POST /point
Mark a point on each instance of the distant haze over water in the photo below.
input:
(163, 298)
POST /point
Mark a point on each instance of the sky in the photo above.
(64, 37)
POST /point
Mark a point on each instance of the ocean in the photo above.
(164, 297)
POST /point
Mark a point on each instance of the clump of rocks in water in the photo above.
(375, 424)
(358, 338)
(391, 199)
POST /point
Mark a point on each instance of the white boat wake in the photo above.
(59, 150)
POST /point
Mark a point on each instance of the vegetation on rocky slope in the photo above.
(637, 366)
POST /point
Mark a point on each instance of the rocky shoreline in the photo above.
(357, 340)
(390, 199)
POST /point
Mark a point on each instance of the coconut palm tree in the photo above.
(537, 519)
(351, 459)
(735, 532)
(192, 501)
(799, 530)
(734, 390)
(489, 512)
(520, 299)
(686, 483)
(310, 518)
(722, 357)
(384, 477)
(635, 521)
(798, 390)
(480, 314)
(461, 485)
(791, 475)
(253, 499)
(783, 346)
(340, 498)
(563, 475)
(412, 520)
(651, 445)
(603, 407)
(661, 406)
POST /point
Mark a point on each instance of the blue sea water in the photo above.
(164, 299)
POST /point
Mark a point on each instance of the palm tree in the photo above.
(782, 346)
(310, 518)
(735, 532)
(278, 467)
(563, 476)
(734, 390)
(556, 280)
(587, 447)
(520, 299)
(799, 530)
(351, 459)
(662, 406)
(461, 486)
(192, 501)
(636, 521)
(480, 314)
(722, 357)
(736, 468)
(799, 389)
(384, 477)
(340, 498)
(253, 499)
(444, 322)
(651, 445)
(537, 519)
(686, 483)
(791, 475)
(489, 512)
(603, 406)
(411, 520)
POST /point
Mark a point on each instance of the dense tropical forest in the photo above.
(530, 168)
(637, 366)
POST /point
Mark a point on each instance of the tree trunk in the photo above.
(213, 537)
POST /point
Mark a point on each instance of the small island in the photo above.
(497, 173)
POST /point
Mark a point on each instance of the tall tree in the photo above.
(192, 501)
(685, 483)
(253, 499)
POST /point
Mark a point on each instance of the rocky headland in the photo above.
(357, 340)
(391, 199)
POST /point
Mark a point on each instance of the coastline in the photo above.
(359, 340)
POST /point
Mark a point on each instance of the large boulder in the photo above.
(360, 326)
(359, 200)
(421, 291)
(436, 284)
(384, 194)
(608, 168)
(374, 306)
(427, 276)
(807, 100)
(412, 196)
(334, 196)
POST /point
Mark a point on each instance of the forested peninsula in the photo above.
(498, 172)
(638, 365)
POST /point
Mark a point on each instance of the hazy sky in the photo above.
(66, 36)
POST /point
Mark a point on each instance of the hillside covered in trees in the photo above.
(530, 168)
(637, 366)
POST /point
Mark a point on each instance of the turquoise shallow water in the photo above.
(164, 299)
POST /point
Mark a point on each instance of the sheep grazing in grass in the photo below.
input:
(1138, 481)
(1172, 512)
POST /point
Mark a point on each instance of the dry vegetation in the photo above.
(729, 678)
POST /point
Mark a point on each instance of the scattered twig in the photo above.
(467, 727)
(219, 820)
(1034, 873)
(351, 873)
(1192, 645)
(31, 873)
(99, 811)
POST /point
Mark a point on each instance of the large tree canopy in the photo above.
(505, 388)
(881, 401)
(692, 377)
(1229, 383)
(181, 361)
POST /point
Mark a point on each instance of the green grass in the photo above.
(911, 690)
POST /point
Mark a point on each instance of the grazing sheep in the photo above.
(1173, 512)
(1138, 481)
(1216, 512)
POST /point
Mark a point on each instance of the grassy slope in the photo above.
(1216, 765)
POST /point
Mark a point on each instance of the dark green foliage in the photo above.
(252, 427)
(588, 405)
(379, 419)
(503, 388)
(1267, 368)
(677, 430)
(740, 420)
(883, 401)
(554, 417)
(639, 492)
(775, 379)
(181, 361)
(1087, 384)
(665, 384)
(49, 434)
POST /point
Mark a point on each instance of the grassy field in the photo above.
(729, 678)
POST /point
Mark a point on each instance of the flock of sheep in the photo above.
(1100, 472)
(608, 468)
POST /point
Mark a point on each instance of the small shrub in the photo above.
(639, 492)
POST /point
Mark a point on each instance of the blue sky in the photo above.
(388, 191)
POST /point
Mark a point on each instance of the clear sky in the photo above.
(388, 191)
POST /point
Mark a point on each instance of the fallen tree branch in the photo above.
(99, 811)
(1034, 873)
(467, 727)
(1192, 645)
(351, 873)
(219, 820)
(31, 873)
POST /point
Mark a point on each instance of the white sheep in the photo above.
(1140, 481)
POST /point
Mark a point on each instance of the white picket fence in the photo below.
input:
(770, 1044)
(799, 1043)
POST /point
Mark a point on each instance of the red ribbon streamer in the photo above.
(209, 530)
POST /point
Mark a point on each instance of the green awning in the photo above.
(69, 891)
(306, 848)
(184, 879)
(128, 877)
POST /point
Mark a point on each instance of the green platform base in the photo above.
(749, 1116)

○ ○ ○ ○ ○

* WORK INSTRUCTIONS *
Transcribe the whole listing word for word.

* RESULT OF THIS EXERCISE *
POST /point
Mark a point on each instance of the distant haze over water in the photo below.
input:
(163, 298)
POST /point
Mark a point on each instance of the sky in the photo above.
(64, 37)
POST /point
Mark a point on each instance of the ocean in the photo above.
(164, 297)
POST /point
Mark a point on each instance of the clump of rocks in water in the photo above.
(375, 424)
(358, 338)
(391, 199)
POST /point
Mark a point on each instance of the white boat wake in the photo above.
(59, 150)
POST /point
Mark a point on each instance of the vegetation on rocky slope in the photo above.
(637, 366)
POST /point
Mark a point on each instance of the rocky shoreline in the photo above.
(357, 340)
(390, 199)
POST /point
Mark a point on each instance of the coconut palm tree in the photo above.
(537, 519)
(351, 459)
(735, 532)
(192, 501)
(799, 530)
(734, 390)
(489, 512)
(520, 299)
(686, 483)
(310, 518)
(722, 357)
(384, 477)
(635, 521)
(798, 390)
(480, 314)
(461, 485)
(791, 475)
(253, 499)
(783, 346)
(340, 498)
(563, 475)
(412, 520)
(651, 445)
(603, 407)
(661, 406)
POST /point
Mark a point on each instance of the blue sea water in the photo above.
(164, 299)
POST /point
Mark a point on each instance of the palm tree in the photo above.
(782, 346)
(310, 518)
(735, 532)
(278, 467)
(563, 476)
(734, 390)
(556, 280)
(587, 447)
(520, 299)
(799, 530)
(351, 459)
(662, 406)
(461, 486)
(192, 501)
(636, 521)
(480, 314)
(722, 357)
(736, 468)
(799, 389)
(384, 477)
(340, 498)
(253, 499)
(444, 322)
(651, 445)
(537, 519)
(686, 483)
(791, 475)
(489, 512)
(603, 406)
(411, 520)
POST /point
Mark a point on each instance of the dense tropical forest in the photo above.
(530, 168)
(637, 366)
POST /point
Mark a point on each instance of the tree trunk in the photo above.
(213, 537)
POST /point
Mark a point on each instance of the small island in the photo above.
(497, 173)
POST /point
Mark a point on each instance of the tall tree in the photo above.
(192, 501)
(685, 483)
(253, 499)
POST /point
Mark a point on each instance of the rocky headland in the photo above.
(357, 340)
(391, 199)
POST /point
Mark a point on each instance of the coastline in the photo above.
(359, 340)
POST /point
Mark a point on each instance of the large boulder in the photo above.
(360, 326)
(359, 200)
(421, 291)
(436, 284)
(384, 194)
(608, 168)
(374, 306)
(427, 276)
(807, 100)
(412, 196)
(334, 196)
POST /point
Mark a point on each instance of the forested peninsula in the photo above.
(498, 172)
(638, 365)
POST /point
Mark a point on each instance of the hazy sky in the photo above.
(66, 36)
POST /point
Mark a point on each instance of the hillside covered in trees in the photo above.
(530, 168)
(637, 366)
POST /point
Mark a point on each instance of the turquoise shallow water in the photo above.
(164, 299)
POST /point
Mark a point on each instance of the sheep grazing in grass in the photo below.
input:
(1138, 481)
(1172, 512)
POST /point
Mark a point on each instance of the dry vegetation in the photo above.
(729, 678)
POST /point
Mark a point on each instance of the scattered twig in the photo above.
(467, 727)
(219, 820)
(1034, 873)
(351, 873)
(1192, 645)
(31, 873)
(99, 811)
POST /point
Mark a point on each instance of the large tree canopy in the photo above.
(505, 388)
(881, 401)
(692, 377)
(1229, 383)
(181, 361)
POST /point
Mark a point on each instance of the green grass in the photo above.
(911, 690)
POST /point
Mark a point on each instance of the grazing sheep in the photo above.
(1173, 512)
(1138, 481)
(1216, 512)
POST /point
Mark a point on each instance of the grassy slope in the photo above.
(1216, 765)
POST /point
Mark a point on each instance of the dark green foliage in the photo above.
(252, 427)
(588, 405)
(379, 419)
(503, 388)
(1267, 368)
(677, 430)
(740, 420)
(883, 401)
(554, 417)
(639, 492)
(775, 379)
(181, 361)
(1087, 384)
(665, 384)
(49, 434)
POST /point
Mark a point on each instance of the grassy field in the photo above.
(729, 678)
POST /point
Mark a point on each instance of the flock of sheep in the photo above.
(1100, 472)
(608, 468)
POST /point
Mark a point on each instance of the small shrub in the photo above.
(639, 492)
POST /point
Mark a point on each instance of the blue sky in the photo above.
(388, 191)
POST /point
Mark a point on each instance of the clear sky in the photo above.
(388, 191)
POST /point
Mark a point on each instance of the fallen tree branch in the photo above.
(99, 811)
(1034, 873)
(467, 727)
(1192, 645)
(351, 873)
(219, 820)
(31, 873)
POST /point
Mark a point on each instance of the white sheep in the photo above.
(1140, 481)
POST /point
Mark a point on each instance of the white picket fence in the photo below.
input:
(770, 1044)
(799, 1043)
POST /point
Mark a point on each instance of the red ribbon streamer in the photo above.
(209, 530)
POST /point
Mark a point on each instance of the green awning in the photo above.
(69, 891)
(306, 848)
(184, 879)
(128, 877)
POST /point
Mark a point on each instance of the green platform base in the photo above.
(749, 1116)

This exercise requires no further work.